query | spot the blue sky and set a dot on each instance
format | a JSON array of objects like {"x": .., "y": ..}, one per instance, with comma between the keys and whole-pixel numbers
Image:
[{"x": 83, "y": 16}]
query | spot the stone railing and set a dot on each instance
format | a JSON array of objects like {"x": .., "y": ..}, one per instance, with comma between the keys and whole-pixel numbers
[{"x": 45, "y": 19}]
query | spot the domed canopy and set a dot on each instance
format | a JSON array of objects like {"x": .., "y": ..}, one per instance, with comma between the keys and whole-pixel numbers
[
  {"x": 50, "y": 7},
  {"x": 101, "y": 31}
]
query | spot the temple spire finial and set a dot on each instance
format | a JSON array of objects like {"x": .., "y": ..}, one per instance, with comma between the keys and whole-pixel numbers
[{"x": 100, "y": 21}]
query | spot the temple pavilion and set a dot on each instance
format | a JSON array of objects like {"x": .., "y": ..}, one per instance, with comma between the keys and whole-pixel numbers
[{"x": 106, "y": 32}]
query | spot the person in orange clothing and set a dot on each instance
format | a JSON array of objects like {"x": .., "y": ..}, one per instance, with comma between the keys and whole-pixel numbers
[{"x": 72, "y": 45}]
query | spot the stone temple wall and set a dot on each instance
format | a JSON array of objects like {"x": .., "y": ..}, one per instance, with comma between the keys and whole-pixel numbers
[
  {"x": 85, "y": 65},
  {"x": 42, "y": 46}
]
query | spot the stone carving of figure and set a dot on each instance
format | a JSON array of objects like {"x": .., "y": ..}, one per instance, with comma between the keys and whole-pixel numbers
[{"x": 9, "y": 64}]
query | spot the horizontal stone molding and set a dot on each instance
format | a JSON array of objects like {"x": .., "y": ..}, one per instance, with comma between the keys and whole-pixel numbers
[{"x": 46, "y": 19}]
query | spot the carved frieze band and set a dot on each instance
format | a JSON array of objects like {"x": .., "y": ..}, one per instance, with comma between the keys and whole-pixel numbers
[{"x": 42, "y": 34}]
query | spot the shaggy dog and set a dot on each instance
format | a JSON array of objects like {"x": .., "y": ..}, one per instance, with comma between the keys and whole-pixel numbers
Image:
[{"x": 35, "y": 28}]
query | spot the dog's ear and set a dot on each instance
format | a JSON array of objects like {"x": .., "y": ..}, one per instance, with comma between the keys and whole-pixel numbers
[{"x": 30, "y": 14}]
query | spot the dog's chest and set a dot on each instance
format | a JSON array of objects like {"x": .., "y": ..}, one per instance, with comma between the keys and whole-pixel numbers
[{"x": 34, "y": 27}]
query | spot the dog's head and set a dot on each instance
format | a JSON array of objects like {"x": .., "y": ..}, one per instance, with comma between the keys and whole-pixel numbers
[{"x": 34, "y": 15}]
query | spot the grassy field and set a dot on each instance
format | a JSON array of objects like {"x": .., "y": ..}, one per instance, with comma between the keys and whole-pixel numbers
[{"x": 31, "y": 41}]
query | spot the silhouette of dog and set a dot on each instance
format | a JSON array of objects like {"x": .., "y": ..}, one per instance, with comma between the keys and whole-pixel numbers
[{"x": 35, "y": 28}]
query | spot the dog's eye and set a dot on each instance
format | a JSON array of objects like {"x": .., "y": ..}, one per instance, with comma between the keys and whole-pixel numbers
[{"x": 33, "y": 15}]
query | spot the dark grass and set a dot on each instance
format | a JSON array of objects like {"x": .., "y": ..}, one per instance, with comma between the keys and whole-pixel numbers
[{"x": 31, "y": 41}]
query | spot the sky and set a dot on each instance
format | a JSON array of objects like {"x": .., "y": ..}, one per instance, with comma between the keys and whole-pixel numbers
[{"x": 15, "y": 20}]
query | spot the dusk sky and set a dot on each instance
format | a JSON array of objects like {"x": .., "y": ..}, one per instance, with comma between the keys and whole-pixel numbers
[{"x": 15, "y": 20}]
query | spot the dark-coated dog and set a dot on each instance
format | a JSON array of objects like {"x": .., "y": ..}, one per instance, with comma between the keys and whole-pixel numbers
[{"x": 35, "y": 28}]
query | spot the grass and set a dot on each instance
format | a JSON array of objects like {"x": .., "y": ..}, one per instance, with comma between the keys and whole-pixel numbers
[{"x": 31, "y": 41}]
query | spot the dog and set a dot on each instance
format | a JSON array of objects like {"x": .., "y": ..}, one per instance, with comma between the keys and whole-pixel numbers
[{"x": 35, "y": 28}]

--

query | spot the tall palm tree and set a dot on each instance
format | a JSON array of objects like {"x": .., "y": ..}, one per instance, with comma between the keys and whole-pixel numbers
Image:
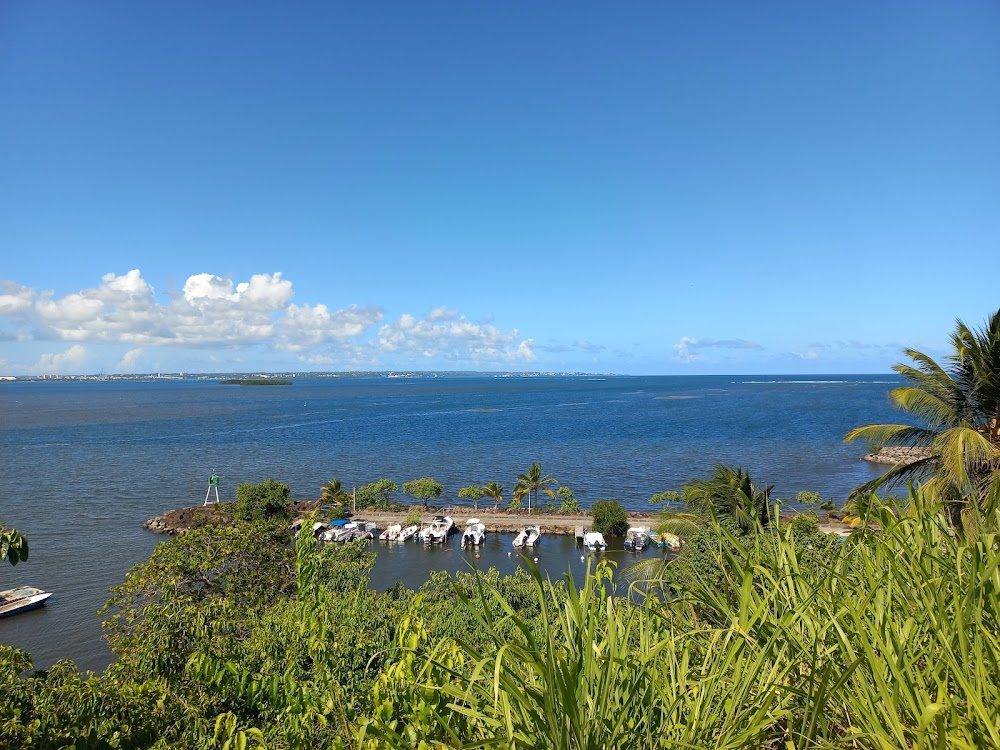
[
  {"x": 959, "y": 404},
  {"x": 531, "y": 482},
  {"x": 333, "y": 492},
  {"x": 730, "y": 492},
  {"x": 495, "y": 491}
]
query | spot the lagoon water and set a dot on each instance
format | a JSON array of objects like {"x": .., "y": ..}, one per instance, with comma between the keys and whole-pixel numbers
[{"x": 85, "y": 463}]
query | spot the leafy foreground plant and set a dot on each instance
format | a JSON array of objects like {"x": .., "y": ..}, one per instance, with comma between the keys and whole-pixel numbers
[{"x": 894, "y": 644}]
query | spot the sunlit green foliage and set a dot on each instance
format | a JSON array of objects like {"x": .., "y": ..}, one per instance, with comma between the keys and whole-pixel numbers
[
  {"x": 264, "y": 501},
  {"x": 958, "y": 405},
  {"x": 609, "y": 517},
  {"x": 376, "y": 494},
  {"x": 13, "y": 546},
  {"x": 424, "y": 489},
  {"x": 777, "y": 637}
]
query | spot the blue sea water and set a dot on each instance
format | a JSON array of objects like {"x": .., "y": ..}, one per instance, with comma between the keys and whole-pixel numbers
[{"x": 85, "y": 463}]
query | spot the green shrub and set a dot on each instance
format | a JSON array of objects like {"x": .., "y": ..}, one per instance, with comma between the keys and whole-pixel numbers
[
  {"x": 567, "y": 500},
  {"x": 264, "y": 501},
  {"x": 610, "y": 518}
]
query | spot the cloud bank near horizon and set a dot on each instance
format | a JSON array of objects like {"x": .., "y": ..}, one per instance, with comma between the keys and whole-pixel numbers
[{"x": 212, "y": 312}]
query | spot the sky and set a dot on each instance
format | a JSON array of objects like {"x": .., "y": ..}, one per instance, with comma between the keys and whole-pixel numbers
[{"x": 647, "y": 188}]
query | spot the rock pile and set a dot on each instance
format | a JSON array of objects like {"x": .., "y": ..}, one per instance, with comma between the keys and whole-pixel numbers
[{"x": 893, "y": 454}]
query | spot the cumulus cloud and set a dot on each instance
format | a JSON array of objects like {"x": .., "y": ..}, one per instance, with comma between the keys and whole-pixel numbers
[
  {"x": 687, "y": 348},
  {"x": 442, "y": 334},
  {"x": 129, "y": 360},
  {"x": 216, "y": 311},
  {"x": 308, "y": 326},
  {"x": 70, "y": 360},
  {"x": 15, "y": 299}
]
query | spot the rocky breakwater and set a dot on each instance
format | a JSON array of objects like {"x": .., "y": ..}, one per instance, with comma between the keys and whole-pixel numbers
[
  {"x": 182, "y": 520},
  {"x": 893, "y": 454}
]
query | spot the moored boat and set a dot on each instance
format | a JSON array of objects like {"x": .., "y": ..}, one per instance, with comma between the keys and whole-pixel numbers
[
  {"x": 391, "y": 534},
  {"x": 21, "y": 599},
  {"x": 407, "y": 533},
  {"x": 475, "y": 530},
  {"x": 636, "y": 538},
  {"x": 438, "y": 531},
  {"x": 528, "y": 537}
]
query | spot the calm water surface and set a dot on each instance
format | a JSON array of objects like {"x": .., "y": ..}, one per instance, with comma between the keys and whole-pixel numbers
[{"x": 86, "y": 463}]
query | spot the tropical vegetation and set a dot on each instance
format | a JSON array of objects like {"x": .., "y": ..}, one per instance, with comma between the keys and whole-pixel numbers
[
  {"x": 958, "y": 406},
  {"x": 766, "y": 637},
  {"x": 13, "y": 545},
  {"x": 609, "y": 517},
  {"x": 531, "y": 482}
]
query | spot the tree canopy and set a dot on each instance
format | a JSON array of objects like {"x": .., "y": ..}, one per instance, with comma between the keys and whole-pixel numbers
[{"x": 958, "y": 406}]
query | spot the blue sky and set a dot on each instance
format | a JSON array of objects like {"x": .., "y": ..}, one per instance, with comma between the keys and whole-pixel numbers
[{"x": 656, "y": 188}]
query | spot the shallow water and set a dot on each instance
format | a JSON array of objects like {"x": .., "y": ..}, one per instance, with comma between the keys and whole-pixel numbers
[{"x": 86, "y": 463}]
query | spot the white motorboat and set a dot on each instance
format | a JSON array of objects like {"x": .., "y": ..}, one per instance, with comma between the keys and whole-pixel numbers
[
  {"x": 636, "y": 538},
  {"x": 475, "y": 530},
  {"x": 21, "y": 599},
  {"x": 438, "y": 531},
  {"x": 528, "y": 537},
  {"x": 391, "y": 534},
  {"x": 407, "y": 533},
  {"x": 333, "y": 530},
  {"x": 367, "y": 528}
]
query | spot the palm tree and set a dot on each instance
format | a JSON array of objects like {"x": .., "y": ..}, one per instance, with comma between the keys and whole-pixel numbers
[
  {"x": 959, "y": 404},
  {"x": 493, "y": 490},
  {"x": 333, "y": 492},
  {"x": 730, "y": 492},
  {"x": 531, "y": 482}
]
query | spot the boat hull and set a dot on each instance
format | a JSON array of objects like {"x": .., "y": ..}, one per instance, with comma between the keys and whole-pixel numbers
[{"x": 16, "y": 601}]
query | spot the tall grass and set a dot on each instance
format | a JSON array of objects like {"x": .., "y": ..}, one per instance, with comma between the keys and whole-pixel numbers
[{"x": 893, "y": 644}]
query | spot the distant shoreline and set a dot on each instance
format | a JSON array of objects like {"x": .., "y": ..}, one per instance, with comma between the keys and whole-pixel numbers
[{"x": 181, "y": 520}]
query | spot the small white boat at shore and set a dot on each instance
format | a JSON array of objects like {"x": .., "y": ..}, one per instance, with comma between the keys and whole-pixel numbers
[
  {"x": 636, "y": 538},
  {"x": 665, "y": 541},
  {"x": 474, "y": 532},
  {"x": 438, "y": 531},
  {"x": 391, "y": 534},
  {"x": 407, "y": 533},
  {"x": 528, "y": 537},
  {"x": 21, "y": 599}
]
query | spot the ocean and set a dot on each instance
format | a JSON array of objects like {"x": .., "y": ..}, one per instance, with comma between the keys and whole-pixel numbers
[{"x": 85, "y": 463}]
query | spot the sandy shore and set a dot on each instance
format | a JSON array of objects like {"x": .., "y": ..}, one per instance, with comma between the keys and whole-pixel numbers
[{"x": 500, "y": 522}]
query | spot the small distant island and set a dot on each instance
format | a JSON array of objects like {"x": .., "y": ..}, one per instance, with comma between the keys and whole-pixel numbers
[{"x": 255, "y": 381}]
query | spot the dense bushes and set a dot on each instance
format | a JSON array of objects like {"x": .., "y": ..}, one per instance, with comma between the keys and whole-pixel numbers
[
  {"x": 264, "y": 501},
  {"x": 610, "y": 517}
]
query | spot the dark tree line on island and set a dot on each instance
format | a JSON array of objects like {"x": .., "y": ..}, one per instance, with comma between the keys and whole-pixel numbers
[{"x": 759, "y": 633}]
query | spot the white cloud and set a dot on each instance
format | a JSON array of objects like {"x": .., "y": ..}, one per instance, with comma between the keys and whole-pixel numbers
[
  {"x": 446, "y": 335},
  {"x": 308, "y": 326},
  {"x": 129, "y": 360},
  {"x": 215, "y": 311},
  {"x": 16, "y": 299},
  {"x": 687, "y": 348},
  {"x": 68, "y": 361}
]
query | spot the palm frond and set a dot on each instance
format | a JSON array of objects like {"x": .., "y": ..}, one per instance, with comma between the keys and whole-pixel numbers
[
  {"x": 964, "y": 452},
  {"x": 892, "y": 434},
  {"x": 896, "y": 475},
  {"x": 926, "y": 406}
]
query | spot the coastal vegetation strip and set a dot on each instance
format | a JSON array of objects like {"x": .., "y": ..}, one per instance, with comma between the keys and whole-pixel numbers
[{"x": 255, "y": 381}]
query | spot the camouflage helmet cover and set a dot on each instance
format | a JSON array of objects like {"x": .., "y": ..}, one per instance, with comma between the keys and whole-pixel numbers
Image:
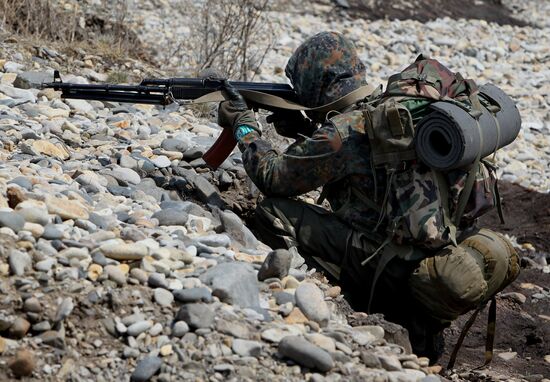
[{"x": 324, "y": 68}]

--

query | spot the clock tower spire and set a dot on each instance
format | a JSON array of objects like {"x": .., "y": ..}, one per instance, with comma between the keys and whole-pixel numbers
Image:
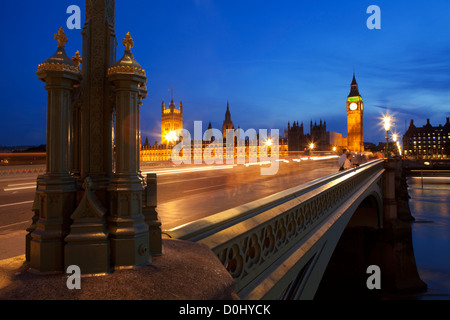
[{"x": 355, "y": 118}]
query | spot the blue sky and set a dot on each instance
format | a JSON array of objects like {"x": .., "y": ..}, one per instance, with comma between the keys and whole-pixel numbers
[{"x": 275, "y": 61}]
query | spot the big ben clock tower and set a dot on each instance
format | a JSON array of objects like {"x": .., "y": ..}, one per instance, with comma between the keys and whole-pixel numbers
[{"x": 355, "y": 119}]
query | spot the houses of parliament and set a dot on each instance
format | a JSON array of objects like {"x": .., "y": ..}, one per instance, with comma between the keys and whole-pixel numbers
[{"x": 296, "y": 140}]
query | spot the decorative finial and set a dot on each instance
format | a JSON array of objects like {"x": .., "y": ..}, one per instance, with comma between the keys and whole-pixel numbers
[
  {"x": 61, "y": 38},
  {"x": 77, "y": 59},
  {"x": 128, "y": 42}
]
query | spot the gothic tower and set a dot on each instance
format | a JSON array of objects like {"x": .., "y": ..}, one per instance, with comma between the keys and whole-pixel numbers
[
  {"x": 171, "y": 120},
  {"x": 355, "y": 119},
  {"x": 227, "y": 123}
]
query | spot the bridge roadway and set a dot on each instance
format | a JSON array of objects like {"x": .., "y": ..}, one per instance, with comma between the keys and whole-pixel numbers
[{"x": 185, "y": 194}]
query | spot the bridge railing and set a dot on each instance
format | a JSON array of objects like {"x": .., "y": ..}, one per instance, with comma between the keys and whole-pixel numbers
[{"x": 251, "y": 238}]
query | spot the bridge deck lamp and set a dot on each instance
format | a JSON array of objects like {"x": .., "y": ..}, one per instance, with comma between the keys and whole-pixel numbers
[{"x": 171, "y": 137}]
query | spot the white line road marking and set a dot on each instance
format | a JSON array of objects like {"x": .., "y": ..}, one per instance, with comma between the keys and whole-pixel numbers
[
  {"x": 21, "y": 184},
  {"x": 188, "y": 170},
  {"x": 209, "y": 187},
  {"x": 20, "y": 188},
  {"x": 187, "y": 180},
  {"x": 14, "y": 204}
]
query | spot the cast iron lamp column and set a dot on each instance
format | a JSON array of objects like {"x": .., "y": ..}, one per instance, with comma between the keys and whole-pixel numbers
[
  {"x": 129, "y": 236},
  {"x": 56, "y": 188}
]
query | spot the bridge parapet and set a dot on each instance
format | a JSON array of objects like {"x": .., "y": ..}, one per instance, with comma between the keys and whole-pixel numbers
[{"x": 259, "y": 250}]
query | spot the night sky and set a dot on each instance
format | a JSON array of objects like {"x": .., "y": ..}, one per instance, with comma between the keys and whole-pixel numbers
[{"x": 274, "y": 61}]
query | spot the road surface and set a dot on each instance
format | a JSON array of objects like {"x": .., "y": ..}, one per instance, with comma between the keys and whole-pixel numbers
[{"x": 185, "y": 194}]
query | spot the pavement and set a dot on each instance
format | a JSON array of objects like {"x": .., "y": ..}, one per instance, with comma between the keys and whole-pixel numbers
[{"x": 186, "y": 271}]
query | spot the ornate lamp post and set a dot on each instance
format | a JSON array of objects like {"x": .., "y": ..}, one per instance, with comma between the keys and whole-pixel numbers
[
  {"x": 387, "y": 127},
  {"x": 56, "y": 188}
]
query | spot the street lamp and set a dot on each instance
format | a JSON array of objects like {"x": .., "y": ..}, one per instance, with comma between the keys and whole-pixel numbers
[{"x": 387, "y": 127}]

-- YOUR OBJECTIVE --
Copy out every line above that contains the word "canopy". Only matches with the same capitalization count.

-- EXERCISE SOLUTION --
query | spot the domed canopy and set a dot on each instance
query | spot the tree canopy and set a dot on each instance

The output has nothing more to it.